**WORK TO COMPLETE**
Report every line of the records below that contains the string "green". Case counts.

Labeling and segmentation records
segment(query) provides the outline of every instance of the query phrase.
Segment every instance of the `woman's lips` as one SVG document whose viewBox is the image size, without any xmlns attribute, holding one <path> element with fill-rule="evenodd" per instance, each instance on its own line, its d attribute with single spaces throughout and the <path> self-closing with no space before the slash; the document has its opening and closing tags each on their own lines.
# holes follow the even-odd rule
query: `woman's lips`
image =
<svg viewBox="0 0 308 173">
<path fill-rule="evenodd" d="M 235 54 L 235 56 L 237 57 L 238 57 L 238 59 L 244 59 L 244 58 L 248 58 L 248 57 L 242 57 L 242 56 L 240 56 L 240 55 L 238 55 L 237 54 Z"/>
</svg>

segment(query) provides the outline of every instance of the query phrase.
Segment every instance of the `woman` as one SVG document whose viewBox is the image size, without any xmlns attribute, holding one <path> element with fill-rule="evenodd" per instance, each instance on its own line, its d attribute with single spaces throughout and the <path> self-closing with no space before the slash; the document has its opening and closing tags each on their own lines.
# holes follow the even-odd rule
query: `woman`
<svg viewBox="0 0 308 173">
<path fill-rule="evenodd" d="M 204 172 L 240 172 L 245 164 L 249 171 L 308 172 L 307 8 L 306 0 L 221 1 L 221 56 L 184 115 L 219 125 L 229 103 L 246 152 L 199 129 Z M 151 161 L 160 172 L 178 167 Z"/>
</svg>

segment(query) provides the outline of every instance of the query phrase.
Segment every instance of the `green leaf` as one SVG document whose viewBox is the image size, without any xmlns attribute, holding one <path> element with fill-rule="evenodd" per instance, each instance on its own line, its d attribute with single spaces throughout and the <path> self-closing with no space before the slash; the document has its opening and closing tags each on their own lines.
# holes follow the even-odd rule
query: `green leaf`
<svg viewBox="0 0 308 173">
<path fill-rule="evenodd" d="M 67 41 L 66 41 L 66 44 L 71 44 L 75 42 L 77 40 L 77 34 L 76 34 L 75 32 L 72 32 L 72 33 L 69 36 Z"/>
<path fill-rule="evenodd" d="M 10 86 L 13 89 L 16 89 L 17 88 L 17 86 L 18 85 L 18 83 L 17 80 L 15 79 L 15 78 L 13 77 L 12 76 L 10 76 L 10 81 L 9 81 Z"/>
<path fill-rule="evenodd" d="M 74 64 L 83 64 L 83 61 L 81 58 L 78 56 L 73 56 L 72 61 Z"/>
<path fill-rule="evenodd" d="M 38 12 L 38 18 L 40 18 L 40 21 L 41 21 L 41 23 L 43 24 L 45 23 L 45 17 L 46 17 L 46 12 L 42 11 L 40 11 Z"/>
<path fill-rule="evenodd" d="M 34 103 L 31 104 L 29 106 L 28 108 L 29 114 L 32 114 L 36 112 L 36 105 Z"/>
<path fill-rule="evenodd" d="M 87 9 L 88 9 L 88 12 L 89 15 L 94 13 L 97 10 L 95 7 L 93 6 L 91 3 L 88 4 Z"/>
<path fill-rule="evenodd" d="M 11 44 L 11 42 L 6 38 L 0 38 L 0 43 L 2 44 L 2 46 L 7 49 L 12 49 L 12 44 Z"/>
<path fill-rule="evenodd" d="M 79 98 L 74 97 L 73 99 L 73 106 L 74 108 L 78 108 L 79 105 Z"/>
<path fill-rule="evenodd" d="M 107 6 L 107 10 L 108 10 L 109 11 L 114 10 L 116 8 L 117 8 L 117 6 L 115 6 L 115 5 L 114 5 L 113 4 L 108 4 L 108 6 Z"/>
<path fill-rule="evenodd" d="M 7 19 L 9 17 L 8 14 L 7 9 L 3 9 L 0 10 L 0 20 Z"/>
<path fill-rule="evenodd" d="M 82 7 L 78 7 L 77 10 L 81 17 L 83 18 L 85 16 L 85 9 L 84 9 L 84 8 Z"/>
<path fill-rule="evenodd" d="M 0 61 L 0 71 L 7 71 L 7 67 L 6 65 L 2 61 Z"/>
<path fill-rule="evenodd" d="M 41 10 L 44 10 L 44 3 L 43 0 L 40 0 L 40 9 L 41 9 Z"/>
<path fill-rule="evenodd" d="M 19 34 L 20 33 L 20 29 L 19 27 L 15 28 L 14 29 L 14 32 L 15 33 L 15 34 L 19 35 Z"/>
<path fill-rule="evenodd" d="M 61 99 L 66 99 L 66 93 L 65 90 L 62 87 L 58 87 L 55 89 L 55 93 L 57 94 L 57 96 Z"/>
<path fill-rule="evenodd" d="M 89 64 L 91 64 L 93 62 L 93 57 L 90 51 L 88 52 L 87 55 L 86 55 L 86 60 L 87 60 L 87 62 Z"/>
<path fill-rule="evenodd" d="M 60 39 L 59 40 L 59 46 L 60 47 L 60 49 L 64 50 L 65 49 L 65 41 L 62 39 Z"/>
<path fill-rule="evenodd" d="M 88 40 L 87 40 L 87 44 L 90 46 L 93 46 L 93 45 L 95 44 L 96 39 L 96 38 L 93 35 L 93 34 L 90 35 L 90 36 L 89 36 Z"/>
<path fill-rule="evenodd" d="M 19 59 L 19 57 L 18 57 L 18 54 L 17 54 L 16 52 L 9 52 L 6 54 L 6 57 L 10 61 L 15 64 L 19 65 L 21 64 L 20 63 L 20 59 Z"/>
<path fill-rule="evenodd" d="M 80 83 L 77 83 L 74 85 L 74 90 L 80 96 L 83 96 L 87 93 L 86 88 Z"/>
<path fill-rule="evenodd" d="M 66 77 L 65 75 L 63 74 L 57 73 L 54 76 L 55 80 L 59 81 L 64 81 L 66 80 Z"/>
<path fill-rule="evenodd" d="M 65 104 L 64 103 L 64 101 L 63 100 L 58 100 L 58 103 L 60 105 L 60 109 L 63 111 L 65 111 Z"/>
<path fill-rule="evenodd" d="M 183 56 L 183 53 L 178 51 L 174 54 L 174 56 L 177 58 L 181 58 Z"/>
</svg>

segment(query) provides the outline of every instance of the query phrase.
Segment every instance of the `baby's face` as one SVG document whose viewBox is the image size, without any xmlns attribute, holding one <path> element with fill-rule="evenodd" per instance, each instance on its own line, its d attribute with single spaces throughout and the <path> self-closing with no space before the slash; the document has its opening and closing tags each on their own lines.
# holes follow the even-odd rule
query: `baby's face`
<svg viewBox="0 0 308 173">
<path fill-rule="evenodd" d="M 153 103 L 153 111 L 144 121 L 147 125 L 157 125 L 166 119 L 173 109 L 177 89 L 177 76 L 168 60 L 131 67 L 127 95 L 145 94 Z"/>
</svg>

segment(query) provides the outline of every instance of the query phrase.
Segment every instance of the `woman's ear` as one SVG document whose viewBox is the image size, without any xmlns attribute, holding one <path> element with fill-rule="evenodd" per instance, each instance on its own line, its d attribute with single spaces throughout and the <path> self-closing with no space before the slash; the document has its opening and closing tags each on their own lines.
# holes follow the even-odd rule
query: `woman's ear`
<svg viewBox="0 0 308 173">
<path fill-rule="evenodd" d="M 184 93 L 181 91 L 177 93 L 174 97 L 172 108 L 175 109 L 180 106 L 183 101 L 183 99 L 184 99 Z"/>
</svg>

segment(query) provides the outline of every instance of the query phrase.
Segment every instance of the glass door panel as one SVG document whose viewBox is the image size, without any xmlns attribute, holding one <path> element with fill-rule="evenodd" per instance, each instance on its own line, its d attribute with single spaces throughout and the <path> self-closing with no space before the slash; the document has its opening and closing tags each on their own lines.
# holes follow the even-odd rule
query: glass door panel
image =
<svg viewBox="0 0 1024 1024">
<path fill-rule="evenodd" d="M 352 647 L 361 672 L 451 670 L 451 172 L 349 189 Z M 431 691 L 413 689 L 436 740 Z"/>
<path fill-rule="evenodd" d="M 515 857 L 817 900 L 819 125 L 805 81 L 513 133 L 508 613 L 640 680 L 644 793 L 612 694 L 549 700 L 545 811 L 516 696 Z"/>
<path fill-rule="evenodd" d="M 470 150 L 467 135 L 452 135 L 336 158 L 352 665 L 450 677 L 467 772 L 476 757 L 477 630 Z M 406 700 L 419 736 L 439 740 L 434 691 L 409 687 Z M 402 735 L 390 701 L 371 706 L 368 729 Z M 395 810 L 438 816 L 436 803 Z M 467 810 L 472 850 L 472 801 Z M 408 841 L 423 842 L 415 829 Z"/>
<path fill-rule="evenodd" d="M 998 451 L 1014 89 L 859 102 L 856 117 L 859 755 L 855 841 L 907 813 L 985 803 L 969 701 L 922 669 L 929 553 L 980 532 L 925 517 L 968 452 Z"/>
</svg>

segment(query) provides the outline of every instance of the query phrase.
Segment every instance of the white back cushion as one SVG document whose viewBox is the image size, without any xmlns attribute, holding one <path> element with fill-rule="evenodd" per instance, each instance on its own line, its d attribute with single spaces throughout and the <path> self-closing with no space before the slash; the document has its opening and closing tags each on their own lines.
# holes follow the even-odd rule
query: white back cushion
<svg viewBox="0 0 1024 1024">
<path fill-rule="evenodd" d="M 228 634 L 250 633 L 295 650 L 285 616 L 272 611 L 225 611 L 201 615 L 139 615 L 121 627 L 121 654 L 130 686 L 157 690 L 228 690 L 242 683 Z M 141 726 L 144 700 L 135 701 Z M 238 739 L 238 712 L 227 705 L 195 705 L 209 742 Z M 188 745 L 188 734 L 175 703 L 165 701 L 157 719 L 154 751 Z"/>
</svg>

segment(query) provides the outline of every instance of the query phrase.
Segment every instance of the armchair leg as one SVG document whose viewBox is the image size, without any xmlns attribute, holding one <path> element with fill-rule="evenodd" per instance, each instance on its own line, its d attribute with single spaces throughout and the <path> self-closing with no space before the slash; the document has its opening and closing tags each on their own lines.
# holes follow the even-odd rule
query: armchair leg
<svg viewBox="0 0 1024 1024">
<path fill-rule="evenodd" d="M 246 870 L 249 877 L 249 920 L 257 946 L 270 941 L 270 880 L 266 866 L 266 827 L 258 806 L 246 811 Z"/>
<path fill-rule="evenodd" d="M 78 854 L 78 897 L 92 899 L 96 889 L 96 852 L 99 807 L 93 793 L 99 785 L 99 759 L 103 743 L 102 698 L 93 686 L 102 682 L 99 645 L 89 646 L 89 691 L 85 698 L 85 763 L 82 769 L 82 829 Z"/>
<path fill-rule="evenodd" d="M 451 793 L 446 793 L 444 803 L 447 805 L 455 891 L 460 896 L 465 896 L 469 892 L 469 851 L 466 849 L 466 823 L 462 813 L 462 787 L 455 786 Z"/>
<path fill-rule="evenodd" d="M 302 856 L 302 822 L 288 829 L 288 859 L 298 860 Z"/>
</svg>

**REPLY TO THE TASK**
Segment every instance of the `green leaf` as one SVG document whose viewBox is the image size, without any xmlns attribute, holding one <path> element with fill-rule="evenodd" per instance, each instance on its own line, its d attribute with single spaces throughout and the <path> self-closing with no space before the slash; the document has its opening and closing tags each on their own lines.
query: `green leaf`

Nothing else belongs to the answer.